**Goal:**
Please count the lines of the records below that contain the word "stalk", matching case exactly, and give only that number.

**Data in this exercise:**
☆ ☆ ☆ ☆
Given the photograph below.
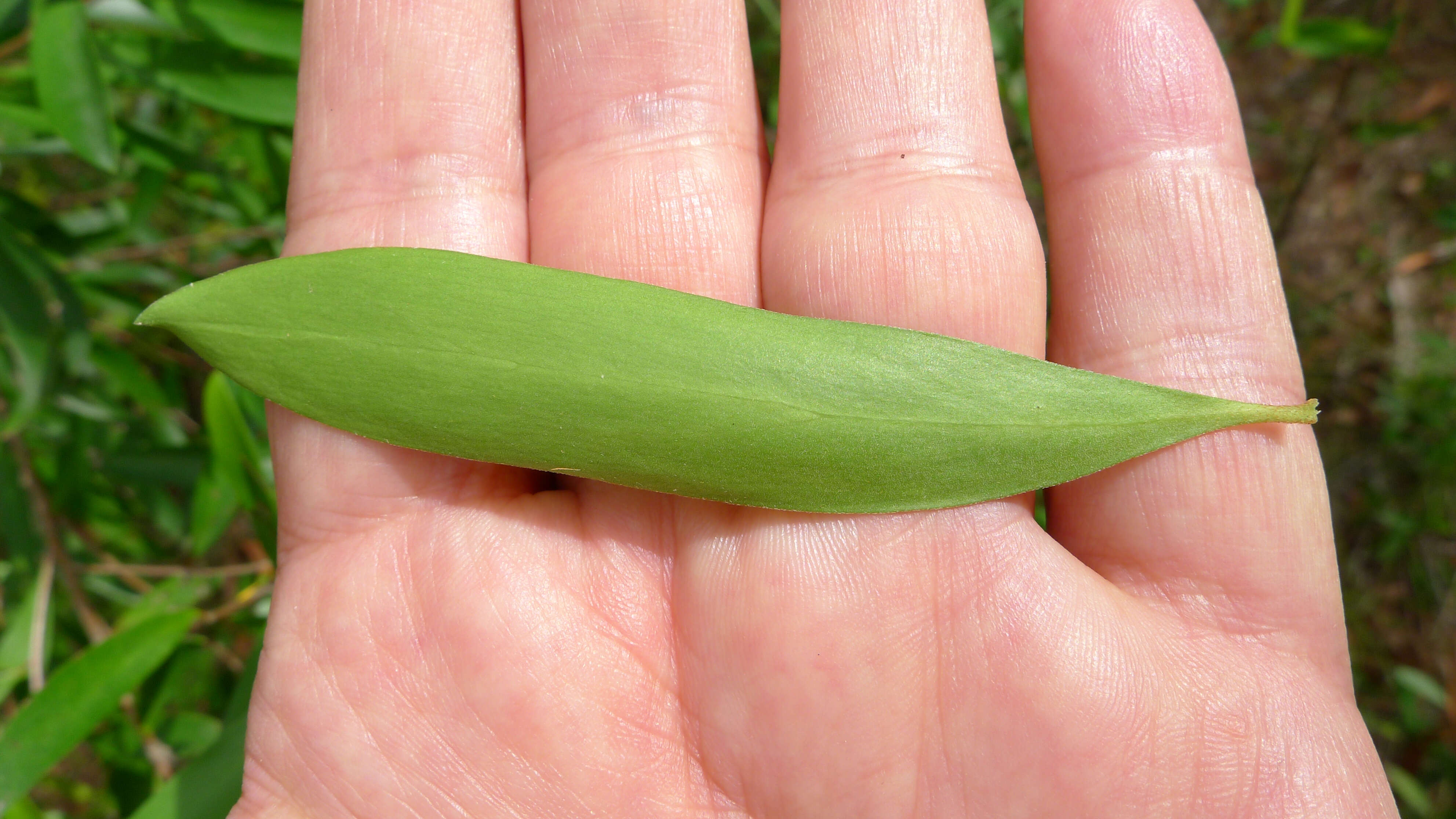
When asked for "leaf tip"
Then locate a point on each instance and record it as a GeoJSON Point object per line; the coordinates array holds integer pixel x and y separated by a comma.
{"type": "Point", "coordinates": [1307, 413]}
☆ ☆ ☆ ☆
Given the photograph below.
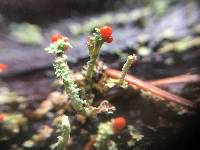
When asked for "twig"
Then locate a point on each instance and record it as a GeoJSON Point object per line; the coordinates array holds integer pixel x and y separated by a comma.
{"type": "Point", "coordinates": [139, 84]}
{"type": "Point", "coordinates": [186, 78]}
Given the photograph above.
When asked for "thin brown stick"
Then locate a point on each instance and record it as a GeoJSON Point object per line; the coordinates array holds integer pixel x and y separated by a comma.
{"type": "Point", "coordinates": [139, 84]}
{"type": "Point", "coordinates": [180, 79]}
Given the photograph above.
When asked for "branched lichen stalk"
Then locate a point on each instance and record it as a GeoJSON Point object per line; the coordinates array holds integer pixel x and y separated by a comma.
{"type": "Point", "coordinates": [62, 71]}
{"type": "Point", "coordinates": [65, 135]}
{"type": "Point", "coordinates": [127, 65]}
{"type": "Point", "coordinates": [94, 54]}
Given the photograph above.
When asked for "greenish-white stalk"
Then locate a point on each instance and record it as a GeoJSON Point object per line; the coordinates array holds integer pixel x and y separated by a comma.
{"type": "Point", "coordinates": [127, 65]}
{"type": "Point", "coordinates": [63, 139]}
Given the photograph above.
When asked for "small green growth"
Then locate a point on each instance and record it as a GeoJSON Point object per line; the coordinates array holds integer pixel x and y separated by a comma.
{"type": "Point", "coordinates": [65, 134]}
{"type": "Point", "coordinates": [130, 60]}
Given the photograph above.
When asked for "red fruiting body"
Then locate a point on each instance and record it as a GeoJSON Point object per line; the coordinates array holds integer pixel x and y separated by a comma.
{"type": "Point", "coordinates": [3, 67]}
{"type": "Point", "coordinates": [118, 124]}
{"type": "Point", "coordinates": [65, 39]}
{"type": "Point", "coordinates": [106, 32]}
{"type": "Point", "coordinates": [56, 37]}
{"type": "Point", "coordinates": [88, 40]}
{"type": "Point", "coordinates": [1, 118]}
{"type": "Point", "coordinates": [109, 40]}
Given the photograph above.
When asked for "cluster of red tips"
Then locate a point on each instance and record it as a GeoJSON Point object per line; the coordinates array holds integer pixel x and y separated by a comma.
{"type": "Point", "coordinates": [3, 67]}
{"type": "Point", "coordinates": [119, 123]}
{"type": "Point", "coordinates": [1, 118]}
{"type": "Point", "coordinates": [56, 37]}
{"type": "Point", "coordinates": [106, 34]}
☆ ☆ ☆ ☆
**Completed exercise:**
2